— BEGIN —
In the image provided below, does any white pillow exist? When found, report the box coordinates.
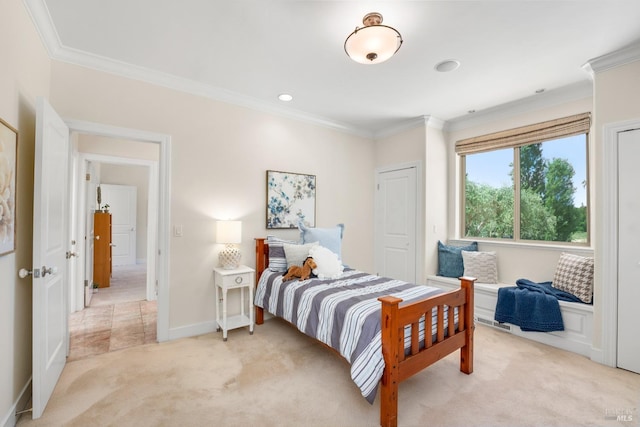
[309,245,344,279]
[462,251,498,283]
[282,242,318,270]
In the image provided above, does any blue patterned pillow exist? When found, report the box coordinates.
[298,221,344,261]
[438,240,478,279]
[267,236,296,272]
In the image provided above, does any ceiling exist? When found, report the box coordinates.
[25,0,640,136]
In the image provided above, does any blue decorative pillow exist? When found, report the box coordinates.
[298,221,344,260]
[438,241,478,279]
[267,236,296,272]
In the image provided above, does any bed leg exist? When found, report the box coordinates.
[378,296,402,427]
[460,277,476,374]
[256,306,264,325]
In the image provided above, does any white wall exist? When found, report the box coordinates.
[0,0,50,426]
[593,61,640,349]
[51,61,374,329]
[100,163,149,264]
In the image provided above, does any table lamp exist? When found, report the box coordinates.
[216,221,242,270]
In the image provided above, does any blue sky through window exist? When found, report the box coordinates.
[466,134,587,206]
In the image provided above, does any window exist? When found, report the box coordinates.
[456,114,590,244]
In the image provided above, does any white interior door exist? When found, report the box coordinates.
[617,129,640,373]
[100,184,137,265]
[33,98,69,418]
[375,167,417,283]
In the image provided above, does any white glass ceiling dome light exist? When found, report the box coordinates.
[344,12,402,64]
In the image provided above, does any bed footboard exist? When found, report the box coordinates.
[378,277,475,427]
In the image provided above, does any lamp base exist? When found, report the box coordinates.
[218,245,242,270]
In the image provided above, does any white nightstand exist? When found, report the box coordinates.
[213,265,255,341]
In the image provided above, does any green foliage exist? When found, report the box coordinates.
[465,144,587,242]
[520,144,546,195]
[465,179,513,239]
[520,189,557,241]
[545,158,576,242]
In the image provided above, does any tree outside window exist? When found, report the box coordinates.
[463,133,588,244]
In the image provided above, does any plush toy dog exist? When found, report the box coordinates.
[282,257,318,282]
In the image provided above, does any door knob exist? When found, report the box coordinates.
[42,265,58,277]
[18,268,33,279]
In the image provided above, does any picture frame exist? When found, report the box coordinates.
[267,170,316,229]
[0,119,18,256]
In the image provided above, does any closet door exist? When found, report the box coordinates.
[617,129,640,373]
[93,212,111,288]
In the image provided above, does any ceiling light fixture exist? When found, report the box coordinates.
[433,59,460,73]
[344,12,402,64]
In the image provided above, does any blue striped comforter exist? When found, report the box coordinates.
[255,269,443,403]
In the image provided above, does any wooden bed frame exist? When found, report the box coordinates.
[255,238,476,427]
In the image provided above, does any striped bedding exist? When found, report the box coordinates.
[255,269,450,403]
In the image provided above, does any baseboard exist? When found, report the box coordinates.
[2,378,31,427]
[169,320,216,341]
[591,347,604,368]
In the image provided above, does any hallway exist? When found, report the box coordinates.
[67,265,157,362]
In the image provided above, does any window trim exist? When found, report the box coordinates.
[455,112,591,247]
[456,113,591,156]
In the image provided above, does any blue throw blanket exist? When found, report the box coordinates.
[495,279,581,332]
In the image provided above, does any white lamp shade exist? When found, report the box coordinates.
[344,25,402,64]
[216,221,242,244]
— END —
▶ [What this task involves]: Copy every entry above word for word, leaving out the picture.

▶ [Solved exercise]:
In the image provided below, does any white pillow exist? When found, report the box coordinates.
[309,245,344,279]
[462,251,498,283]
[282,242,318,270]
In the image provided above, does any blue patterned pillow exist? When found, report the box coordinates.
[298,221,344,261]
[438,240,478,279]
[267,236,296,272]
In the image provided above, does any ceiling exist? When found, report the box coordinates.
[25,0,640,136]
In the image provided above, does any blue decorative pillow exist? When found, report the box coordinates.
[298,221,344,260]
[438,241,478,279]
[267,236,296,272]
In the image provided above, does any bed leg exist? When found, report the box coordinates.
[378,296,402,427]
[460,277,476,374]
[256,306,264,325]
In the image provided above, does any white wall exist? When found, report the box coordinates.
[0,0,50,426]
[593,61,640,349]
[51,61,374,329]
[100,163,149,264]
In the image provided above, does any table lamp exist? When found, report the box coordinates.
[216,221,242,270]
In the image provided above, does any blue sky through window exist? When found, report the box coordinates.
[466,134,587,206]
In the image provided above, does any window exist? When found, report the box coordinates.
[456,114,590,244]
In the image provided above, does any white interior door exist? When found, report the box coordinates.
[617,129,640,373]
[100,184,137,265]
[33,98,69,418]
[375,167,417,283]
In the image provided above, does any white glass ceiling dome light exist? When found, report the box coordinates.
[344,12,402,64]
In the image provided above, does any bed footboard exist? When found, report the box coordinates.
[378,277,475,427]
In the image provided above, does any lamp base exist? When found, report the box coordinates.
[218,245,242,270]
In the image provided above, does any white nightstand exist? When found, report the box coordinates.
[213,265,255,341]
In the image provided above, does any green foliage exist? When found, report the box coordinates.
[465,144,587,242]
[520,144,546,195]
[465,179,513,239]
[520,189,557,241]
[545,158,576,242]
In the image provided above, does any tree outside window exist? When found, report the box coordinates.
[463,133,588,244]
In the image provided above, does any plush toy dog exist? When found, report the box coordinates.
[282,257,318,282]
In the image provided above, does any door knob exist? When found, report the box coordinates.
[42,265,58,277]
[18,268,33,279]
In the image provided above, does any picture frame exist? When found, report the box coordinates.
[267,170,316,229]
[0,119,18,256]
In the image provided above, does any closet door exist? When found, report the box coordinates.
[617,129,640,373]
[93,212,111,288]
In the image provided above, does any ceiling light fixture exist? When found, report the box coordinates.
[433,59,460,73]
[344,12,402,64]
In the image provided above, does any blue striped comforter exist? When found, report the box coordinates.
[255,269,443,403]
In the image provided above, does any wooden bed frame exist? When found, report the box coordinates.
[255,238,476,427]
In the image provided above, does any striped bedding exist? When found, report the box coordinates.
[255,269,450,403]
In the image provided above, does any baseboard exist? When found, report the box coordinates.
[2,378,31,427]
[169,320,216,341]
[591,347,604,368]
In the image provided above, does any hallway exist? When found, report the box coordinates.
[67,265,157,362]
In the image provided above, does any window trim exist? When found, report the box coordinates.
[455,112,591,247]
[456,113,591,156]
In the image provided above, does any blue throw blanket exist? When found, report the box coordinates.
[495,279,581,332]
In the image provided above, does any white lamp shade exist? When found, report the box coordinates.
[344,25,402,64]
[216,221,242,244]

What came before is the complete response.